● Extract provided
---+---

Jasmine and Juan celebrated their wedding in Quito, Ecuador, over Labor Day weekend, and despite the myriad of logistical problems the pandemic has caused when it comes to weddings, the planning process was surprisingly straightforward. “Luckily all panned out okay, as vaccines have been quickly distributed in Ecuador. I also have always dreamed of planning a wedding and secretly wished that I was an event planner,” Jasmine reveals. “I enjoyed it every step of the way!” She worked with Carolina Muzo, who is based in Ecuador, on everything from the creative to the logistics (everyone who attended was vaccinated and guests were tested twice throughout the weekend). “Carolina was such an angel and so on top of every detail,” notes Jasmine. Botania Flower Boutique supplemented her work by creating stunning florals for both the ceremony and the reception that followed.

---+---

● Provided records

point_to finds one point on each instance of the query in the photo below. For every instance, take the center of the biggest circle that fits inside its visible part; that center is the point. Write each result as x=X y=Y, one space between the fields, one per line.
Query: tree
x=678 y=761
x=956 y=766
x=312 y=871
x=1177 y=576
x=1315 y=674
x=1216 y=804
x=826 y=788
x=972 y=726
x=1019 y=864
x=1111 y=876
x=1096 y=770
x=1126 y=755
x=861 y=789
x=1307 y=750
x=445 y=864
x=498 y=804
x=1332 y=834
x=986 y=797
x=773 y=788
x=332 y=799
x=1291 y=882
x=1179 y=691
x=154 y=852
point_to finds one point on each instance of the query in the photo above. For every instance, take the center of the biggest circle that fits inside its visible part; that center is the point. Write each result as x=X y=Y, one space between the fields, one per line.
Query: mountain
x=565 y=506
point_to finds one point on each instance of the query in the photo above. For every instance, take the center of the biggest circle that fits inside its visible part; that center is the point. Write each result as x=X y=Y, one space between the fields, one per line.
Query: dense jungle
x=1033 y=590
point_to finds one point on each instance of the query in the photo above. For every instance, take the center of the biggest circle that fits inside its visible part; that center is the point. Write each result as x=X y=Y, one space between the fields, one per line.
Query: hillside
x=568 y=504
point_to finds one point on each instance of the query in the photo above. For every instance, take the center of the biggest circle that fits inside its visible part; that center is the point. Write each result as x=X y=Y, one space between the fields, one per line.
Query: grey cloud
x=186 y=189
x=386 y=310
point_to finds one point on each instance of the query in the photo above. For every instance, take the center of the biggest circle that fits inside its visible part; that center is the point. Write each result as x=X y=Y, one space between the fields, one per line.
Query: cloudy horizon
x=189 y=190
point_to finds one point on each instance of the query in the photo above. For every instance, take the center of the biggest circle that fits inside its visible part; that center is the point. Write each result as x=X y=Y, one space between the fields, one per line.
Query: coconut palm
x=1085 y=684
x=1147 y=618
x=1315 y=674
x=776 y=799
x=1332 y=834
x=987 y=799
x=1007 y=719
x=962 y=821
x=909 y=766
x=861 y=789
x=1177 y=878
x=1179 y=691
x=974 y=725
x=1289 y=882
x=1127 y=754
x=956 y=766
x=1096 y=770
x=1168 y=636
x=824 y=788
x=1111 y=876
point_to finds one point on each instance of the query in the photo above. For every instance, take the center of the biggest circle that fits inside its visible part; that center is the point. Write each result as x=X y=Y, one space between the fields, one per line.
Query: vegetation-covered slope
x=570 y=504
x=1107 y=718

---+---

Please reproduce everything in the wedding passage from "Jasmine and Juan" down to "reception that followed.".

● Task result
Jasmine and Juan celebrated their wedding in Quito, Ecuador, over Labor Day weekend, and despite the myriad of logistical problems the pandemic has caused when it comes to weddings, the planning process was surprisingly straightforward. “Luckily all panned out okay, as vaccines have been quickly distributed in Ecuador. I also have always dreamed of planning a wedding and secretly wished that I was an event planner,” Jasmine reveals. “I enjoyed it every step of the way!” She worked with Carolina Muzo, who is based in Ecuador, on everything from the creative to the logistics (everyone who attended was vaccinated and guests were tested twice throughout the weekend). “Carolina was such an angel and so on top of every detail,” notes Jasmine. Botania Flower Boutique supplemented her work by creating stunning florals for both the ceremony and the reception that followed.